(Recorded data)
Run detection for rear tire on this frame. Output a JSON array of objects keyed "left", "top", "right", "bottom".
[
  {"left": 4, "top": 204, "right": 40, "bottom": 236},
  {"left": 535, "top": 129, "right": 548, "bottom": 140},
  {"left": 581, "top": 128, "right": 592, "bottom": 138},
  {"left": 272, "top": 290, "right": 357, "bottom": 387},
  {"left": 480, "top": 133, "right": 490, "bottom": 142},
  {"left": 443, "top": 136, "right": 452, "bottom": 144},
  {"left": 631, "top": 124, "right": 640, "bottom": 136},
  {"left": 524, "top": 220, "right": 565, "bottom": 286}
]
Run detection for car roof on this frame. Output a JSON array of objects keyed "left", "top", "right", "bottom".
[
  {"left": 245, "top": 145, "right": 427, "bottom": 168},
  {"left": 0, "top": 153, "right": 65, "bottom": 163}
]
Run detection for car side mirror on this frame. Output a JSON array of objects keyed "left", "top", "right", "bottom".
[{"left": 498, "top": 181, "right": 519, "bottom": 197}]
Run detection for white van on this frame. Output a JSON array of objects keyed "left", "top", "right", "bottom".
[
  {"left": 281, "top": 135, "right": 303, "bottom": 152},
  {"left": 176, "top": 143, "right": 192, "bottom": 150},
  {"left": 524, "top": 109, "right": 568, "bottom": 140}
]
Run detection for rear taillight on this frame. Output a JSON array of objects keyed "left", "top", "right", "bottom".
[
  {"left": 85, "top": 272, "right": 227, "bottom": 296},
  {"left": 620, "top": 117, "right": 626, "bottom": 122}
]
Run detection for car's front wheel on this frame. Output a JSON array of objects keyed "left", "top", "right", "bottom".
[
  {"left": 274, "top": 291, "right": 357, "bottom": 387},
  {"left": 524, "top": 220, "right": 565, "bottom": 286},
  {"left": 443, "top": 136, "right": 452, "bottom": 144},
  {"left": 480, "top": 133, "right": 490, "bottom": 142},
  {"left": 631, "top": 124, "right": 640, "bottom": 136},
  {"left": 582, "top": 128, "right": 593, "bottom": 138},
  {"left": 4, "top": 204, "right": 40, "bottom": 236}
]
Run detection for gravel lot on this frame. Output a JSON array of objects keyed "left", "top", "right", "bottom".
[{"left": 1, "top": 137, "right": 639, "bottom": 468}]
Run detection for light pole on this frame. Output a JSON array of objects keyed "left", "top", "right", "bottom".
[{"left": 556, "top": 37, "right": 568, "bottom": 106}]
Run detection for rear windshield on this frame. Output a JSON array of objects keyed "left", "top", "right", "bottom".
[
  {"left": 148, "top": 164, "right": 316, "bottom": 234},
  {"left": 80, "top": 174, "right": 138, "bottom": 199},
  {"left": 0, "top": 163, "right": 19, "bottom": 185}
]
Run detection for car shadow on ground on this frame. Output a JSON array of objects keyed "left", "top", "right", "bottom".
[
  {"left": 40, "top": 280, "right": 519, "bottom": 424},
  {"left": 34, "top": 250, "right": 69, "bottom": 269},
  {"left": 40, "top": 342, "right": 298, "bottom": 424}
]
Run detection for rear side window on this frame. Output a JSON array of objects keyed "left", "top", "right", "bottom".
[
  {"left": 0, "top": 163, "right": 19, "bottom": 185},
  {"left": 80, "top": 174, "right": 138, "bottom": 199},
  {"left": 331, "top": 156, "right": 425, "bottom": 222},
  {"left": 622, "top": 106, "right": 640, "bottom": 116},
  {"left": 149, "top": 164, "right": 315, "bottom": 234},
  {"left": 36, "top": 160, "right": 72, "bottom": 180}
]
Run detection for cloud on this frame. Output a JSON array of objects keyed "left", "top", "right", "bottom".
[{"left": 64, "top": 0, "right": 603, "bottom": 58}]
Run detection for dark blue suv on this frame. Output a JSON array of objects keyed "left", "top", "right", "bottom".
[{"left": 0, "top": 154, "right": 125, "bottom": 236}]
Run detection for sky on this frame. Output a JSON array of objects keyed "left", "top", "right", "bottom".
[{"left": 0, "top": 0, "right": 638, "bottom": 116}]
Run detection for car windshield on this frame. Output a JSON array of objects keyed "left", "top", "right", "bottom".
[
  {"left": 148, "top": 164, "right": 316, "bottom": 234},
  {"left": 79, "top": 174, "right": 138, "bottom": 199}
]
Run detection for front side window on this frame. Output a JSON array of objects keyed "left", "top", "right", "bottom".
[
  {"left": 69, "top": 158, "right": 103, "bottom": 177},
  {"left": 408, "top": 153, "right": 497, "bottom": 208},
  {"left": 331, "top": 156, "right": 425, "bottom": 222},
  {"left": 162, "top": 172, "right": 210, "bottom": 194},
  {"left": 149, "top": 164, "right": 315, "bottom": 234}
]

Brief: Every line above has to be restated word for word.

Answer to the exercise:
Run detection for rear tire on this frame. Output a JSON array of objects keyed "left", "top", "right", "bottom".
[
  {"left": 4, "top": 204, "right": 40, "bottom": 236},
  {"left": 535, "top": 129, "right": 548, "bottom": 140},
  {"left": 581, "top": 128, "right": 592, "bottom": 138},
  {"left": 272, "top": 290, "right": 357, "bottom": 387},
  {"left": 480, "top": 133, "right": 490, "bottom": 142},
  {"left": 443, "top": 136, "right": 452, "bottom": 144},
  {"left": 631, "top": 124, "right": 640, "bottom": 136},
  {"left": 524, "top": 220, "right": 565, "bottom": 286}
]
Run detection for car roof on this frame. Output a JSON array of objects keyed "left", "top", "right", "bottom".
[
  {"left": 245, "top": 145, "right": 427, "bottom": 168},
  {"left": 0, "top": 153, "right": 65, "bottom": 163}
]
Run detection for car side mirror on this frame. Output a JSON array of objects keyed "left", "top", "right", "bottom".
[{"left": 498, "top": 181, "right": 519, "bottom": 197}]
Run detection for white van on this frame. Output a JSON array of objects keyed "left", "top", "right", "bottom".
[
  {"left": 281, "top": 135, "right": 303, "bottom": 152},
  {"left": 176, "top": 143, "right": 192, "bottom": 150},
  {"left": 524, "top": 109, "right": 568, "bottom": 140}
]
Run detection for rear taillight on this frame. Output a JSON array of objects keyed "left", "top", "right", "bottom".
[
  {"left": 85, "top": 272, "right": 227, "bottom": 296},
  {"left": 620, "top": 117, "right": 626, "bottom": 122}
]
Run detection for car's front wheel on this frame. Output a JSON array of objects keyed "left", "top", "right", "bottom".
[
  {"left": 274, "top": 291, "right": 357, "bottom": 387},
  {"left": 524, "top": 220, "right": 565, "bottom": 286},
  {"left": 443, "top": 136, "right": 452, "bottom": 144},
  {"left": 480, "top": 133, "right": 490, "bottom": 142},
  {"left": 631, "top": 124, "right": 640, "bottom": 136},
  {"left": 582, "top": 128, "right": 593, "bottom": 138},
  {"left": 4, "top": 204, "right": 40, "bottom": 236}
]
Run detection for gravel lot on this frame. Output a JSON array of objects keyed "left", "top", "right", "bottom".
[{"left": 1, "top": 137, "right": 639, "bottom": 468}]
Run detection for light pole on this frame. Output a JSON array of objects keyed "left", "top", "right", "bottom".
[{"left": 556, "top": 37, "right": 568, "bottom": 106}]
Run detection for rear windshield on this frame. Output a JSON array of objects keyed "left", "top", "right", "bottom".
[
  {"left": 148, "top": 164, "right": 316, "bottom": 234},
  {"left": 80, "top": 174, "right": 138, "bottom": 199},
  {"left": 0, "top": 163, "right": 19, "bottom": 185}
]
Run detection for car shadow on ground on this frame. Output a JSON array of objects keyed "left", "top", "right", "bottom".
[
  {"left": 40, "top": 280, "right": 519, "bottom": 424},
  {"left": 34, "top": 250, "right": 69, "bottom": 269},
  {"left": 40, "top": 342, "right": 298, "bottom": 424}
]
Run detection for rear side window on this frame. Output a JSON array of objects keyed "left", "top", "right", "bottom".
[
  {"left": 0, "top": 163, "right": 19, "bottom": 185},
  {"left": 80, "top": 174, "right": 138, "bottom": 199},
  {"left": 331, "top": 156, "right": 425, "bottom": 222},
  {"left": 622, "top": 106, "right": 640, "bottom": 116},
  {"left": 149, "top": 164, "right": 315, "bottom": 234},
  {"left": 36, "top": 160, "right": 72, "bottom": 180}
]
Run detection for cloud on this frame. Output a JSON array of objects keyed "left", "top", "right", "bottom".
[{"left": 64, "top": 0, "right": 603, "bottom": 58}]
Run detection for dark blue suv on this frame. Output a JSON array of objects keyed "left", "top", "right", "bottom".
[{"left": 0, "top": 154, "right": 125, "bottom": 236}]
Run detection for sky on this frame. Output a JSON array of objects keyed "left", "top", "right", "bottom".
[{"left": 0, "top": 0, "right": 638, "bottom": 116}]
Run detection for car windshield on this frame. Output a JSON array of objects keyed "left", "top", "right", "bottom".
[
  {"left": 148, "top": 164, "right": 316, "bottom": 234},
  {"left": 79, "top": 174, "right": 138, "bottom": 199}
]
Run detection for front side window on this frame. Output a JSON array of objects keyed "left", "top", "right", "bottom".
[
  {"left": 69, "top": 158, "right": 103, "bottom": 177},
  {"left": 408, "top": 153, "right": 497, "bottom": 208},
  {"left": 331, "top": 156, "right": 425, "bottom": 222},
  {"left": 162, "top": 172, "right": 210, "bottom": 194},
  {"left": 149, "top": 164, "right": 315, "bottom": 234}
]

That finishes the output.